Using the information:
a – List each distinct four-digit year that appears in the Ed Gein article below, in order of first appearance.
b – Duplicate the portion of the Ed Gein article below word for word, starting at "Netflix's latest dive" and ending at "1960 masterpiece Psycho.".

Text section:
────────────────────────────────────────

Netflix's latest dive into true crime, Monster: The Ed Gein Story, has thrust the infamous Wisconsin killer back into the spotlight, blending his real horrors with the fictional terrors he inspired. Premiering this week, the Ryan Murphy series stars Charlie Hunnam as Gein, portraying a reclusive handyman whose crimes shocked the nation in the 1950s. Indeed, Gein's story isn't just pulp; it's a grim chapter that echoed through Hollywood, most notably in Alfred Hitchcock's 1960 masterpiece Psycho.
Who was Ed Gein, exactly? Born in 1906 to a domineering mother, Augusta, he lived a isolated life on a remote farm near Plainfield, Wisconsin. His crimes came to light in 1957 when authorities discovered he'd exhumed bodies from local graveyards, fashioning grotesque items from human skin and bones. But did he kill many? Officially, Gein confessed to just two murders: hardware store owner Bernice Worden in 1957, and tavern keeper Mary Hogan in 1954. Rumors swirled about others, like the unsolved disappearance of teenager Evelyn Hartley in 1953, but no solid links emerged. Gein was caught after Worden's decapitated body was found in his shed, leading to his arrest and eventual insanity plea.

────────────────────────────────────────

Source information:
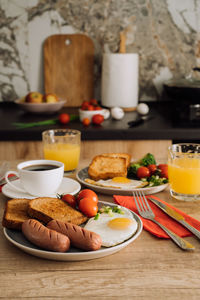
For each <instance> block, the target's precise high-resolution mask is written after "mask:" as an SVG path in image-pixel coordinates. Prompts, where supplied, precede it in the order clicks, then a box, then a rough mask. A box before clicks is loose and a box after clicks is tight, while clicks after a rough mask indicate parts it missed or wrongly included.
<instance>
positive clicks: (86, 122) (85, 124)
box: [82, 118, 90, 126]
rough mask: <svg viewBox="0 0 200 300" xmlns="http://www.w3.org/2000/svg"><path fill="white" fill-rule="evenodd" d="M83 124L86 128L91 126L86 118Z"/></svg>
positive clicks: (84, 119) (89, 122)
mask: <svg viewBox="0 0 200 300" xmlns="http://www.w3.org/2000/svg"><path fill="white" fill-rule="evenodd" d="M82 123H83V125H84V126H89V125H90V119H88V118H84V119H83V121H82Z"/></svg>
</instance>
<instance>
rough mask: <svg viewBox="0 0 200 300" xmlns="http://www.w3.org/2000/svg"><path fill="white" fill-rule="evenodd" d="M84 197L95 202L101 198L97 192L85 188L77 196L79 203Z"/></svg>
mask: <svg viewBox="0 0 200 300" xmlns="http://www.w3.org/2000/svg"><path fill="white" fill-rule="evenodd" d="M82 198H90V199H92V200H93V201H94V202H95V203H98V200H99V199H98V196H97V194H96V193H95V192H94V191H92V190H90V189H84V190H82V191H80V192H79V194H78V196H77V198H76V201H77V203H79V202H80V200H81V199H82Z"/></svg>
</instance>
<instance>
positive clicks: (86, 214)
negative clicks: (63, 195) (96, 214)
mask: <svg viewBox="0 0 200 300" xmlns="http://www.w3.org/2000/svg"><path fill="white" fill-rule="evenodd" d="M79 209H80V211H81V212H82V213H83V214H84V215H86V216H87V217H89V218H90V217H94V216H95V215H96V214H97V212H98V206H97V203H96V202H94V200H92V199H91V198H82V199H81V200H80V203H79Z"/></svg>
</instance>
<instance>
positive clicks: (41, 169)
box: [5, 159, 64, 197]
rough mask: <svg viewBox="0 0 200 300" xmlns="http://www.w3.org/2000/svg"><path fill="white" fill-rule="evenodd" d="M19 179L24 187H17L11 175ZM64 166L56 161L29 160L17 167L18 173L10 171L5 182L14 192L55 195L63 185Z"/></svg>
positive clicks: (39, 194) (40, 159)
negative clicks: (12, 180)
mask: <svg viewBox="0 0 200 300" xmlns="http://www.w3.org/2000/svg"><path fill="white" fill-rule="evenodd" d="M10 174H15V175H16V176H18V177H19V179H20V183H21V185H22V187H23V188H24V189H23V188H20V187H18V186H15V185H14V184H12V182H11V181H10V180H9V177H8V176H9V175H10ZM63 174H64V164H63V163H62V162H59V161H55V160H47V159H39V160H28V161H25V162H22V163H19V164H18V165H17V172H15V171H8V172H6V174H5V180H6V182H7V184H8V186H9V187H10V188H12V190H16V191H18V192H23V193H24V192H27V193H29V194H31V195H33V196H37V197H45V196H48V195H52V194H54V193H55V192H56V191H57V190H58V188H59V186H60V184H61V183H62V179H63Z"/></svg>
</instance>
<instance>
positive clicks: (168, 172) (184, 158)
mask: <svg viewBox="0 0 200 300" xmlns="http://www.w3.org/2000/svg"><path fill="white" fill-rule="evenodd" d="M168 173H169V182H170V186H171V189H172V190H173V191H174V192H176V193H181V194H193V195H194V194H196V195H197V194H200V159H198V158H195V156H193V157H191V156H190V155H189V154H188V153H185V154H184V155H182V156H181V157H179V158H174V159H173V160H172V161H169V164H168Z"/></svg>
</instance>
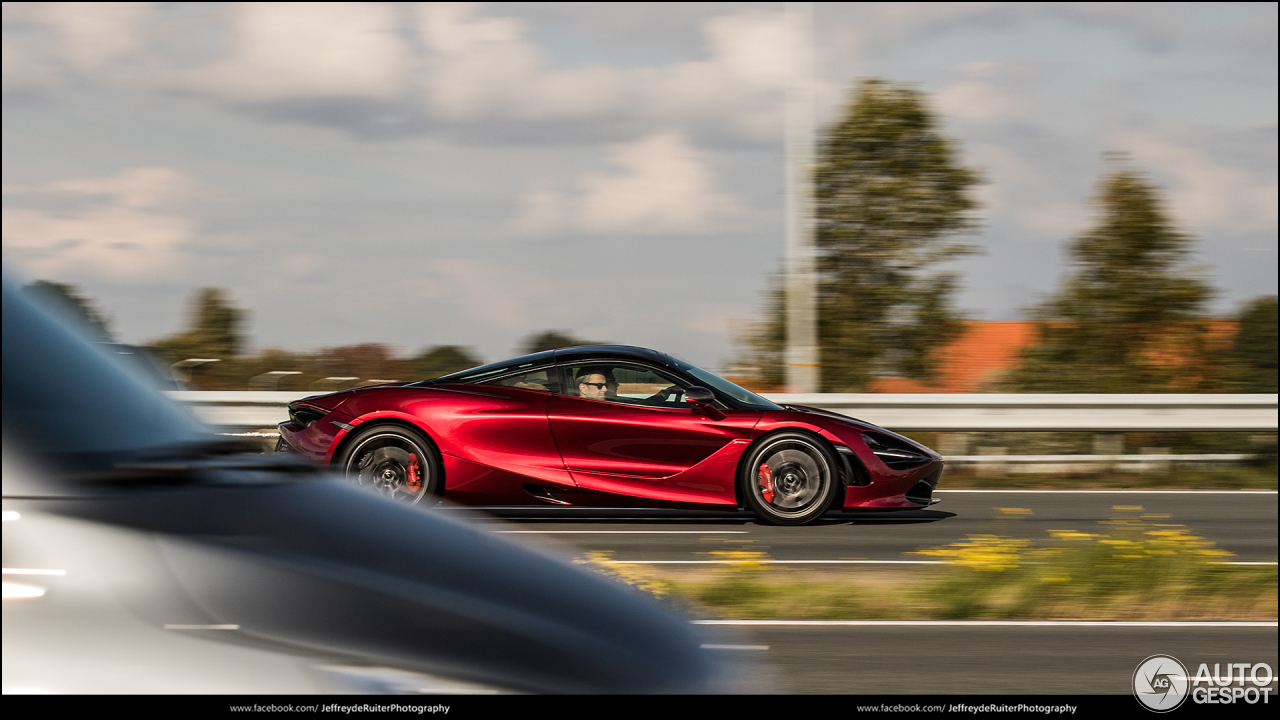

────────────────────────────────────────

Responses for each task:
a – 1960, 1906, 1957, 1954, 1953

b –
Netflix's latest dive into true crime, Monster: The Ed Gein Story, has thrust the infamous Wisconsin killer back into the spotlight, blending his real horrors with the fictional terrors he inspired. Premiering this week, the Ryan Murphy series stars Charlie Hunnam as Gein, portraying a reclusive handyman whose crimes shocked the nation in the 1950s. Indeed, Gein's story isn't just pulp; it's a grim chapter that echoed through Hollywood, most notably in Alfred Hitchcock's 1960 masterpiece Psycho.